(Annotation dataset entries)

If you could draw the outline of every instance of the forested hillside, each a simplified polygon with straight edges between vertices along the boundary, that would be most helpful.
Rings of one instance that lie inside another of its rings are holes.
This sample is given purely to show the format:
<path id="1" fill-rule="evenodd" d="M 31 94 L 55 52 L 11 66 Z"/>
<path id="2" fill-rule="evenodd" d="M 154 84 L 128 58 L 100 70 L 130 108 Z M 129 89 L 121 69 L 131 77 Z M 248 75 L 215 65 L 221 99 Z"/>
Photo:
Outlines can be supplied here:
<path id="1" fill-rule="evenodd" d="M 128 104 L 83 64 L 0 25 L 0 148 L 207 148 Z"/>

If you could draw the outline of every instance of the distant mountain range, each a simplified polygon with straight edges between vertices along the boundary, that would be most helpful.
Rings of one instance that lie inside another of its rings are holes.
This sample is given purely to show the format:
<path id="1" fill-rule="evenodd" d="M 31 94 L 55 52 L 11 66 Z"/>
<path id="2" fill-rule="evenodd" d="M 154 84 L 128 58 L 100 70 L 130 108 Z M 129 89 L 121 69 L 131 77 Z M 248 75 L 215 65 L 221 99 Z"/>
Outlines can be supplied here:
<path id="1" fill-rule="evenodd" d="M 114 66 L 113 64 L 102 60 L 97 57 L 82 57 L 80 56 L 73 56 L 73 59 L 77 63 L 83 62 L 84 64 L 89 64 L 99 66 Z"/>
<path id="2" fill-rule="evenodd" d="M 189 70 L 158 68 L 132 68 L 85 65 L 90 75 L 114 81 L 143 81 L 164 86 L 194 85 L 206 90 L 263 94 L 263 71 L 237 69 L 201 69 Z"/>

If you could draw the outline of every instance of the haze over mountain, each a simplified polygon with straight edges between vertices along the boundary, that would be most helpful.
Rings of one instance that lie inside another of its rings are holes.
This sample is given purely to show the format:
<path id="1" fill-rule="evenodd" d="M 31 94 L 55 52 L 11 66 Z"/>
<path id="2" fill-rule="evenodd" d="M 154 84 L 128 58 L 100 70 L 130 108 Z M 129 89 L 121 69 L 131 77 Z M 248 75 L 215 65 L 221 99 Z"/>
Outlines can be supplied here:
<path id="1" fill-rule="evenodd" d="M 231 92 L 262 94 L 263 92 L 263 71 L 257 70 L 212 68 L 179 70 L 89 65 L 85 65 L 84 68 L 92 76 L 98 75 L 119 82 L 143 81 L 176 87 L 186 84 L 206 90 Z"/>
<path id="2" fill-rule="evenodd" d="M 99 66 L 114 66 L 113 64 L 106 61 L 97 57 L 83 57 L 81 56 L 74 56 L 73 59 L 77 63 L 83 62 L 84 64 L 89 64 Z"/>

### [TASK REQUIREMENTS]
Could you write out the records above again, substituting "rough polygon" for "simplified polygon" wherever it appears and keeping everything else the same?

### [TASK ANSWER]
If you could draw the outline of every instance of the forested hillside, each a rough polygon with straight edges between vertices along the boundary, that would be most helpful.
Rings of one instance that lie inside another of its rings are holes.
This sample is given purely to show the format:
<path id="1" fill-rule="evenodd" d="M 31 94 L 55 52 L 11 66 Z"/>
<path id="2" fill-rule="evenodd" d="M 154 84 L 128 58 L 100 70 L 130 108 Z M 129 89 L 121 69 L 131 77 Z M 248 75 L 215 65 L 221 99 Z"/>
Photo:
Outlines can be supplied here:
<path id="1" fill-rule="evenodd" d="M 128 104 L 83 64 L 0 25 L 0 148 L 207 148 Z"/>

If you could draw the outline of every instance of the distant mountain range, each a rough polygon with straight edges between vertices along the boundary, that would be most helpful.
Rings of one instance that lie inside another of its rings are holes.
This sample is given purely to show the format:
<path id="1" fill-rule="evenodd" d="M 31 94 L 55 52 L 11 66 Z"/>
<path id="2" fill-rule="evenodd" d="M 154 84 L 128 58 L 100 70 L 130 108 Z M 129 89 L 121 69 L 131 77 Z M 248 75 L 215 65 L 221 99 Z"/>
Outlines can be supplied here:
<path id="1" fill-rule="evenodd" d="M 114 66 L 113 64 L 102 60 L 97 57 L 82 57 L 80 56 L 73 56 L 73 59 L 77 63 L 83 62 L 84 64 L 89 64 L 99 66 Z"/>
<path id="2" fill-rule="evenodd" d="M 189 70 L 158 68 L 132 68 L 85 65 L 90 75 L 114 81 L 143 81 L 164 86 L 194 85 L 206 90 L 263 94 L 263 71 L 237 69 L 201 69 Z"/>

If you could draw the outline of every instance of the haze over mountain, each a rough polygon with straight edges between vertices along the boundary, that would be most helpful.
Rings of one instance that lie inside another of its rings are holes.
This sample is given purely to show the format:
<path id="1" fill-rule="evenodd" d="M 31 94 L 55 52 L 11 66 Z"/>
<path id="2" fill-rule="evenodd" d="M 154 84 L 128 58 L 100 70 L 130 108 Z M 129 89 L 121 69 L 131 77 Z M 248 75 L 215 65 L 221 99 Z"/>
Outlines can be supplied here:
<path id="1" fill-rule="evenodd" d="M 231 92 L 262 94 L 263 92 L 263 71 L 257 70 L 212 68 L 179 70 L 89 65 L 85 65 L 84 68 L 92 76 L 98 75 L 119 82 L 143 81 L 176 87 L 186 84 L 206 90 Z"/>
<path id="2" fill-rule="evenodd" d="M 99 66 L 114 66 L 113 64 L 106 61 L 97 57 L 83 57 L 81 56 L 74 56 L 73 59 L 77 63 L 83 62 L 84 64 L 89 64 Z"/>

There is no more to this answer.